A recipe is just a directed acyclic graph…

Posted by Piers Cawley on Mar 3, 2019

In the last post I handwaved the way I represented bakery formulae in the bakery database, so here’s a little more detail. It helps to think of a bakery formula as a node on a directed acyclic1 graph with weighted edges, where the weights are literally weights. Here’s the graph a for a couple of products

And here’s how we represent that in the database2:

name ingredient format
Small Seedy Malt Seedy Malt Dough 0.63 kg
Small White Wild Basic White Sour 0.63 kg
Basic White Sour Organic white flour 2.00 kg
Basic White Sour Sea salt 0.06 kg
Basic White Sour Water 1.10 kg
Basic White Sour 80% starter 1.80 kg
Seedy Malt Dough 5 Seed Soaker 4.00 kg
Seedy Malt Dough Water 3.80 kg
Seedy Malt Dough Sea salt 0.22 kg
Seedy Malt Dough 80% starter 3.60 kg
Seedy Malt Dough Organic light malthouse flour 8.00 kg
5 Seed Soaker Water 1.20 kg
5 Seed Soaker 5 seed mix 1.00 kg
Mother Water 3.20 kg
Mother Organic white flour 4.00 kg

Suppose we have an order for 8 Small White loaves. We need to know how much starter to mix tonight. We know that we need 0.63 kg of dough for each loaf, so that’s a total of 5.04 kg of Basic White Sour. The formula for Basic White Sour makes a total of \(1.10 + 1.80 + 0.06 + 2.00 = 4.96 \mathrm{kg}\) of dough. So we need to multiply each quantity in that formula by the weight of dough we need divided by the total weight of the recipe \((5.04/4.96 = 1.016)\). This is straightforward enough for flour, water and salt, which are basic ingredients, but we’ll need to do a similar calculation to work out how much flour and water we’ll need to make \(1.016 × 1.8 = 1.829 \mathrm{kg}\) of starter. You can see how this might become a little tedious.

## Data
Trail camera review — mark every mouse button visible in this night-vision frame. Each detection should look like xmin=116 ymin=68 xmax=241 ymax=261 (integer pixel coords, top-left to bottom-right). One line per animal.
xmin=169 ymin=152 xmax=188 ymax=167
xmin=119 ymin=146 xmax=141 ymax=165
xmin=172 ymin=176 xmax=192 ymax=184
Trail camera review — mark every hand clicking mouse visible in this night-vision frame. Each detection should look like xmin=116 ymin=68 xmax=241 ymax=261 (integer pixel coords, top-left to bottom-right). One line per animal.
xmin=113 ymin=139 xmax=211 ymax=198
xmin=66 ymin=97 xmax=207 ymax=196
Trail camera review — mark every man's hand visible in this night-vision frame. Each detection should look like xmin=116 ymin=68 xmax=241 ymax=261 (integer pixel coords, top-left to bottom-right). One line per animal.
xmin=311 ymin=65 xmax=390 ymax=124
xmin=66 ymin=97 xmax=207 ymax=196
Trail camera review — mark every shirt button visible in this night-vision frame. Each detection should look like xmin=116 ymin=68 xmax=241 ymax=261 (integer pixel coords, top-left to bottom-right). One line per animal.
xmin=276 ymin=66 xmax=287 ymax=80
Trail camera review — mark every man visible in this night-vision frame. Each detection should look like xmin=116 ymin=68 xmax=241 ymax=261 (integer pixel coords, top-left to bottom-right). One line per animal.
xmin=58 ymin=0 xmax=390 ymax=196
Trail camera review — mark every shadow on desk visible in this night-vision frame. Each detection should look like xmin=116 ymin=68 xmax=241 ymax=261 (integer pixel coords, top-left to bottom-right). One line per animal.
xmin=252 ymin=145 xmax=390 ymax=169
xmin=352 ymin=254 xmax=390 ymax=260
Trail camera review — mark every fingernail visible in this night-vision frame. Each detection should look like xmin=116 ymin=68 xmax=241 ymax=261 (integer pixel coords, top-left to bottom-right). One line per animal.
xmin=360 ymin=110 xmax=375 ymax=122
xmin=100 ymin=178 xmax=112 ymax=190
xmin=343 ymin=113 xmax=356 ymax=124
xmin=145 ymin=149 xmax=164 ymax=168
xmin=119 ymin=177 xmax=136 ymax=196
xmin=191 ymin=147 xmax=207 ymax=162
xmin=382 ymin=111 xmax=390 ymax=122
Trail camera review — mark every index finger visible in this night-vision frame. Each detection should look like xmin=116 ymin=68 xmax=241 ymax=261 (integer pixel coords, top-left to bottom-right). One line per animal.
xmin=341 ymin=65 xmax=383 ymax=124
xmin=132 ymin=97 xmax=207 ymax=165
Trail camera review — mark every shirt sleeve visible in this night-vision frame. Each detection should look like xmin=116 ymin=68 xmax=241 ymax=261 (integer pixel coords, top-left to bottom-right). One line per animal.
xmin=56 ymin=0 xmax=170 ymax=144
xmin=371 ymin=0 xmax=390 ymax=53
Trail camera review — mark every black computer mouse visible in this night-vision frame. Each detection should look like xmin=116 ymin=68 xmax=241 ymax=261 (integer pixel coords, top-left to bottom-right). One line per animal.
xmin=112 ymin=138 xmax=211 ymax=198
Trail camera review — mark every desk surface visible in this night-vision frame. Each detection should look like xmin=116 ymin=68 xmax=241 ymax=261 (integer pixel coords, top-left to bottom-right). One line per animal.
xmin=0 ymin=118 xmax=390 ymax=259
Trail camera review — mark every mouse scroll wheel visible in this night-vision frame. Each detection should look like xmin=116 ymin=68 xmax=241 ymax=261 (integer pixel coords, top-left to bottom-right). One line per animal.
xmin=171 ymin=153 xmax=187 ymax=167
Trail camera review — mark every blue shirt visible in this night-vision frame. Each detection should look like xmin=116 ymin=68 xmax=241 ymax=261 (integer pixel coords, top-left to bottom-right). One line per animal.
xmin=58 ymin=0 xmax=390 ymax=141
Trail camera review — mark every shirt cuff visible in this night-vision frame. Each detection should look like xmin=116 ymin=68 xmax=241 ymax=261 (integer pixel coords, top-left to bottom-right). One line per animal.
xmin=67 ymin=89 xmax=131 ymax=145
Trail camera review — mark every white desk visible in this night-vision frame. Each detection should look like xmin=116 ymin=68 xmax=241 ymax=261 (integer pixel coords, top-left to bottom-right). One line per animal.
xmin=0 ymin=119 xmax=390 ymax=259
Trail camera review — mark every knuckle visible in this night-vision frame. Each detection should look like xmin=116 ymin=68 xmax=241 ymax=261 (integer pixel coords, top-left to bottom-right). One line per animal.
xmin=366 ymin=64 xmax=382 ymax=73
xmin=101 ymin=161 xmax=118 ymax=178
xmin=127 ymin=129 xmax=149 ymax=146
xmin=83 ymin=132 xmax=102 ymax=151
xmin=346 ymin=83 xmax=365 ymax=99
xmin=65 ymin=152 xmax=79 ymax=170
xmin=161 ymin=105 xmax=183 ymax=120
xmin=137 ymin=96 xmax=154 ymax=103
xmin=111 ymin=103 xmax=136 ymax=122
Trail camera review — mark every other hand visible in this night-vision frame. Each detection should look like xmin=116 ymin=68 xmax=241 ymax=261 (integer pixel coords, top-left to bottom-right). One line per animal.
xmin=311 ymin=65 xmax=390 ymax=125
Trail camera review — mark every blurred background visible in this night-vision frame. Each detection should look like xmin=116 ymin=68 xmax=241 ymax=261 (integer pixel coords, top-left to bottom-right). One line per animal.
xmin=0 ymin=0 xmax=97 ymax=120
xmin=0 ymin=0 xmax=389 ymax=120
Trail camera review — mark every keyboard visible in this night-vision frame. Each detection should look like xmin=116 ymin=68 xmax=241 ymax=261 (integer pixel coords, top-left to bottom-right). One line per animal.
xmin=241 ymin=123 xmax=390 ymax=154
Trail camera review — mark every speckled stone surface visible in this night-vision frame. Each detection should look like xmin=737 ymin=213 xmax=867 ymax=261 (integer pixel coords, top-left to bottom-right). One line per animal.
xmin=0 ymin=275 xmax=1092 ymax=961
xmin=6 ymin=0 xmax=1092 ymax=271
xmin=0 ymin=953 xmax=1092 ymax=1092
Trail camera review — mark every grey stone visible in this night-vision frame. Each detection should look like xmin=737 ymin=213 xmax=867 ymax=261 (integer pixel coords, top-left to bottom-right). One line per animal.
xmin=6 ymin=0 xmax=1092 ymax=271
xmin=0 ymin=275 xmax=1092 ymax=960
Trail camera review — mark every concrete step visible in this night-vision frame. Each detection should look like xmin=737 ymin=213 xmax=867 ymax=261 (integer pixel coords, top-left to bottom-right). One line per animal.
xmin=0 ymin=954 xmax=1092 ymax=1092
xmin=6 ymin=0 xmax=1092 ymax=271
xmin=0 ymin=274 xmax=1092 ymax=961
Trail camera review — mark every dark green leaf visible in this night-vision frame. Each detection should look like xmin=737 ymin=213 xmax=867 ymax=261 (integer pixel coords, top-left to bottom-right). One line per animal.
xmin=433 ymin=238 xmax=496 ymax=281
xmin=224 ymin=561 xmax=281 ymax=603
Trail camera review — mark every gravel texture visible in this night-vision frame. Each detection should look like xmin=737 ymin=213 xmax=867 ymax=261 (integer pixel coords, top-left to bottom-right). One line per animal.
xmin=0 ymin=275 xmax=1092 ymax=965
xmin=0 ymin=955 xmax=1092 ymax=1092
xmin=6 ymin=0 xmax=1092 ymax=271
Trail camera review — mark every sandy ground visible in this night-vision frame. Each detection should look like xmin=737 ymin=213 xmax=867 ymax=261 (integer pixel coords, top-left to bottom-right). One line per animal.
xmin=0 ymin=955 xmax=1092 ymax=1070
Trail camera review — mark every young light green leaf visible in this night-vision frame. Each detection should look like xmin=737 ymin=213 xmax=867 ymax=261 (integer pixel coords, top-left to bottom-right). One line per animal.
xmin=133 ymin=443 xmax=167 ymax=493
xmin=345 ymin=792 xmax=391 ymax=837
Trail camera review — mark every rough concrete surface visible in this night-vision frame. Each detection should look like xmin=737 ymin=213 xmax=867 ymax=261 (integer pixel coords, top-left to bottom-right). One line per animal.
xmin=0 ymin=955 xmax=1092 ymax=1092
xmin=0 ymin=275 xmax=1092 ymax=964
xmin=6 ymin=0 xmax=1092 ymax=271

## To do
1 – For each statement below, say yes or no depending on whether it agrees with the recipe post, and quote the words from the post that decide it.
(a) Each Small White loaf needs 0.63 kg of dough.
(b) The edges of the graph carry no weights.
(c) Flour, water and salt are treated as basic ingredients.
2 – Reproduce the part of the recipe post that starts at "Suppose we have" and ends at "a little tedious.".
3 – Answer these questions from the recipe post.
(a) On what date was it posted?
(b) How much 5 seed mix goes into the 5 Seed Soaker?
(c) How many Small White loaves are in the order?
Use only the recipe post as your source.

## The answers
1 –
(a) Yes: "We know that we need 0.63 kg of dough for each loaf"
(b) No: "where the weights are literally weights"
(c) Yes: "flour, water and salt, which are basic ingredients"

2 –
Suppose we have an order for 8 Small White loaves. We need to know how much starter to mix tonight. We know that we need 0.63 kg of dough for each loaf, so that’s a total of 5.04 kg of Basic White Sour. The formula for Basic White Sour makes a total of \(1.10 + 1.80 + 0.06 + 2.00 = 4.96 \mathrm{kg}\) of dough. So we need to multiply each quantity in that formula by the weight of dough we need divided by the total weight of the recipe \((5.04/4.96 = 1.016)\). This is straightforward enough for flour, water and salt, which are basic ingredients, but we’ll need to do a similar calculation to work out how much flour and water we’ll need to make \(1.016 × 1.8 = 1.829 \mathrm{kg}\) of starter. You can see how this might become a little tedious.

3 –
(a) Mar 3, 2019
(b) 1.00 kg
(c) 8